Islam dan Sistem Perbudakan


  Rasulullah saw bersabda, “Ada tiga orang yang akan aku tuntut kelak di hari kiamat.  Seorang laki-laki meminta kepadaku, kemudian ia berkhianat, dan seorang laki-laki yang menjual seorang laki-laki merdeka, kemudian ia memakan hasil penjualannya itu, dan seorang laki-laki yang mempekerjakan seseorang dan tidak pernah diberi upahnya.”[HR. Bukhari].
Hadits ini menunjukkan, bahwa Allah swt telah melarang memperjualbelikan orang-orang yang merdeka.  Islam telah menghapuskan perbudakan.  Dengan kata lain, Islam telah mengharamkan perbudakan atas orang-orang merdeka dengan pengharaman yang pasti. 
          Sedangkan dalam kondisi perang, Islam telah mengharamkan secara mutlak  memperbudak tawanan perang.   Pada tahun ke 2 Hijrah, telah dijelaskan hukum mengenai tawanan perang, yakni melumpuhkan seluruhnya, atau ditebus dengan sejumlah harta, tawanan kaum muslim, atau kafir dzimmiy.   Hukum ini telah melarang adanya perbudakan bagi tawanan perang.  Allah swt berfirman, “
          Apabila kamu bertemu dengan orang-orang kafir ( di medan perang), maka pancunglah batang leher mereka.  Sehingga apabila kamu telah mengalahkan mereka, maka tawanlah mereka dan sesudah itu kamu boleh membebaskan mereka atau menerima tebusan sampai perang berhenti. “[Mohammad:4]
          Sebagian fuqaha menyatakan, bahwa saat perang Hunain, Rasulullah saw telah memperbudak tawanan perang Hunain, sedangkan ayat di atas turun pada tahun ke 2 Hijriyyah jauh sebelum peristiwa perang Hunain.   Untuk itu, dalam kondisi perang masih diperbolehkan melakukan perbudakan tawanan perang.   Jawaban atas pernyataan ini adalah sebagai berikut.  Sesungguhnya, perbuatan dan perkataan Rasulullah hanya berfungsi untuk mentaqyiid, mengkhususkan, atau mentafshilkan (merinci), kemutlakan, keumuman, dan kemujmalan (keglobalan) al-Quran, namun tidak bisa digunakan untuk menghapus al-Quran (nasakh).   Ayat di atas sama sekali tidak berbentuk muthlaq sehingga layak untuk ditaqyiid.  Ayat di atas lafadznya juga tidak berbentuk umum, sehingga absah untuk dikhususkan.  Ayat di atas juga tidak berbentuk mujmal sehingga layak dirinci oleh sunnah.   Selain itu, khabar yang menyatakan bahwa Rasulullah saw pernah memperbudak tawanan perang di Hunain, adalah khabar ahad.  Khabar ahad tidak boleh menasakh (menghapus) al-Quran yang mutawatir.   Untuk itu, jika riwayat perbudakan tawanan perang di perang Hunain memang benar-benar shahih, maka ia harus ditolak matannya, karena bertentangan dengan khabar mutawatir.

##############################

• LATIHAN:
1. Ringkaslah bacaan tentang Islam dan perbudakan dalam dua kalimat.
2. Pada entri, tulis ulang baris-baris mulai dari baris yang memuat "Isolate sunflower. Report" sampai dengan baris yang memuat "xmin=129 ymin=55 xmax=146 ymax=75" dengan mengganti "Isolate" menjadi "Locate". Bagian lain tidak boleh diubah.
Bacaan dan entri tidak berkaitan satu sama lain.

##############################

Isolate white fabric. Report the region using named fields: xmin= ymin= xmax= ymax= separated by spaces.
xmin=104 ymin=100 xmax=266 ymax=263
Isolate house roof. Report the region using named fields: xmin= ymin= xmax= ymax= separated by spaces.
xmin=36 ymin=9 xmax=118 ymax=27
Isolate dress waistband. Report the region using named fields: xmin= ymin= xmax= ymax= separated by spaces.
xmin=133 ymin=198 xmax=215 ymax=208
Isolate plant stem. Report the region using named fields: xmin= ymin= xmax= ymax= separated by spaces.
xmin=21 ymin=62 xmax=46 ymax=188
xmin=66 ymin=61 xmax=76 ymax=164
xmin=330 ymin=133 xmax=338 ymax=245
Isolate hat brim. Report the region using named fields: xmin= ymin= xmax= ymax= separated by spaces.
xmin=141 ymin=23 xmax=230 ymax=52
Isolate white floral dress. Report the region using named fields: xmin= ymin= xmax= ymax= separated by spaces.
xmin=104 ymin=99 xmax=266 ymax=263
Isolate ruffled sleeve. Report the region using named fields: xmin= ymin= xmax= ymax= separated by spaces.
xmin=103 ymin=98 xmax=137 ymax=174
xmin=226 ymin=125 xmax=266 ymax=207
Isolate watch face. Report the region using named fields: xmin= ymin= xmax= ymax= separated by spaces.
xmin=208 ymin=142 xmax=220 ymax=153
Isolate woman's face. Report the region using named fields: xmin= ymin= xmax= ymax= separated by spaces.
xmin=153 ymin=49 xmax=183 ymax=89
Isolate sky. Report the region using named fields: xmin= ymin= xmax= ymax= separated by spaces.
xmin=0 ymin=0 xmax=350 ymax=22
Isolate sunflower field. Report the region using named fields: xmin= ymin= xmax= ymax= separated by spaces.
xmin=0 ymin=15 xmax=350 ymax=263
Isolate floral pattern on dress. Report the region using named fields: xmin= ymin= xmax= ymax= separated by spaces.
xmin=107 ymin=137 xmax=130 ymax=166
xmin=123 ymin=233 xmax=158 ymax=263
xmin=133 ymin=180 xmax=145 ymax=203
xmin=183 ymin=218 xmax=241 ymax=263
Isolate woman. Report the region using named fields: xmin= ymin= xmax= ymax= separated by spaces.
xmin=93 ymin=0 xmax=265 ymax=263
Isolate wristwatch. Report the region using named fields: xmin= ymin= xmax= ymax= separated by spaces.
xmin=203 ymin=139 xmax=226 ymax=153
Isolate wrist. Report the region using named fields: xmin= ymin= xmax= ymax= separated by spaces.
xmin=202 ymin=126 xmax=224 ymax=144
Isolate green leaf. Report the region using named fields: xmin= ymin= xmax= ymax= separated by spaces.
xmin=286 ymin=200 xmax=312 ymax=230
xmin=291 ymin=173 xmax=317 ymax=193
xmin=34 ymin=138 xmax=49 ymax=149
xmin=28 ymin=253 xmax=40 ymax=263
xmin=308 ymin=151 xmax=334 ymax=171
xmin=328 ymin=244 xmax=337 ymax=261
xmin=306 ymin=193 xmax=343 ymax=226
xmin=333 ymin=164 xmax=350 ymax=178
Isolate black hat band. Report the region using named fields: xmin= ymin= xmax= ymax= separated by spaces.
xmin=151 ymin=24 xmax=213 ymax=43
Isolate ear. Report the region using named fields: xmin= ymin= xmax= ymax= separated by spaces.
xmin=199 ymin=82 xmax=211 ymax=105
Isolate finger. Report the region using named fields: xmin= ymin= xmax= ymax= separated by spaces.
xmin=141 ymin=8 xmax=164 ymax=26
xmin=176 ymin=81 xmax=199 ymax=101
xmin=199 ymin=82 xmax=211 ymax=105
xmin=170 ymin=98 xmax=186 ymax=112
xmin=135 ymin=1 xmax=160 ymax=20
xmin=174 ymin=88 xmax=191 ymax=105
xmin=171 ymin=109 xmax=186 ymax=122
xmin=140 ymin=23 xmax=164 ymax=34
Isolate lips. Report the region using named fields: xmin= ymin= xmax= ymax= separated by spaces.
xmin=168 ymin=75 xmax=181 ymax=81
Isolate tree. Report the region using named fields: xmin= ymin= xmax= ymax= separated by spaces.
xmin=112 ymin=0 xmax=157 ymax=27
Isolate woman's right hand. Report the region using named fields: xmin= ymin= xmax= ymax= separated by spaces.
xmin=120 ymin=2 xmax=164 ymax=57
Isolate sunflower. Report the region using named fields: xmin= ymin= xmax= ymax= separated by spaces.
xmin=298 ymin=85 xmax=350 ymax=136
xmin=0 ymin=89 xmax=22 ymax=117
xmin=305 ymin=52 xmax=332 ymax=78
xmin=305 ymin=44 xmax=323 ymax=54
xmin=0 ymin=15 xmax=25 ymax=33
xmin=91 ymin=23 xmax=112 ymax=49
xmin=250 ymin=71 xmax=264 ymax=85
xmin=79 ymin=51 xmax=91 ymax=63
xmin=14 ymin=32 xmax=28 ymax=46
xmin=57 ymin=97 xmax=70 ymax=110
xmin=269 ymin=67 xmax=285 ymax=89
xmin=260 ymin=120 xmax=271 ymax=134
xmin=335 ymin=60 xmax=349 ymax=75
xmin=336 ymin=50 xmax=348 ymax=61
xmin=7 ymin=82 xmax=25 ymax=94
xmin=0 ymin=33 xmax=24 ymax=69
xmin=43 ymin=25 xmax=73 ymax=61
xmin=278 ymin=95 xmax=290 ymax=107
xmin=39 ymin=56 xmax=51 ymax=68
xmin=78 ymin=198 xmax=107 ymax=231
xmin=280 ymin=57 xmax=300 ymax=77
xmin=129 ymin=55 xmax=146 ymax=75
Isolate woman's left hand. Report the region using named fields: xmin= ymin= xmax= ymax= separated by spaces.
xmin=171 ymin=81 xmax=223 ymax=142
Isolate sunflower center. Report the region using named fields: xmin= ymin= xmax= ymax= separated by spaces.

##############################

• HASIL LATIHAN:
1. Berdasarkan hadits riwayat Bukhari, Islam mengharamkan perbudakan atas orang-orang merdeka dengan pengharaman yang pasti, dan dalam kondisi perang Islam juga mengharamkan secara mutlak memperbudak tawanan perang sesuai ayat Mohammad:4. Khabar bahwa Rasulullah saw pernah memperbudak tawanan perang di Hunain adalah khabar ahad yang tidak boleh menasakh al-Quran yang mutawatir, sehingga jika riwayat itu memang shahih, matannya harus ditolak.

2.
Locate sunflower. Report the region using named fields: xmin= ymin= xmax= ymax= separated by spaces.
xmin=298 ymin=85 xmax=350 ymax=136
xmin=0 ymin=89 xmax=22 ymax=117
xmin=305 ymin=52 xmax=332 ymax=78
xmin=305 ymin=44 xmax=323 ymax=54
xmin=0 ymin=15 xmax=25 ymax=33
xmin=91 ymin=23 xmax=112 ymax=49
xmin=250 ymin=71 xmax=264 ymax=85
xmin=79 ymin=51 xmax=91 ymax=63
xmin=14 ymin=32 xmax=28 ymax=46
xmin=57 ymin=97 xmax=70 ymax=110
xmin=269 ymin=67 xmax=285 ymax=89
xmin=260 ymin=120 xmax=271 ymax=134
xmin=335 ymin=60 xmax=349 ymax=75
xmin=336 ymin=50 xmax=348 ymax=61
xmin=7 ymin=82 xmax=25 ymax=94
xmin=0 ymin=33 xmax=24 ymax=69
xmin=43 ymin=25 xmax=73 ymax=61
xmin=278 ymin=95 xmax=290 ymax=107
xmin=39 ymin=56 xmax=51 ymax=68
xmin=78 ymin=198 xmax=107 ymax=231
xmin=280 ymin=57 xmax=300 ymax=77
xmin=129 ymin=55 xmax=146 ymax=75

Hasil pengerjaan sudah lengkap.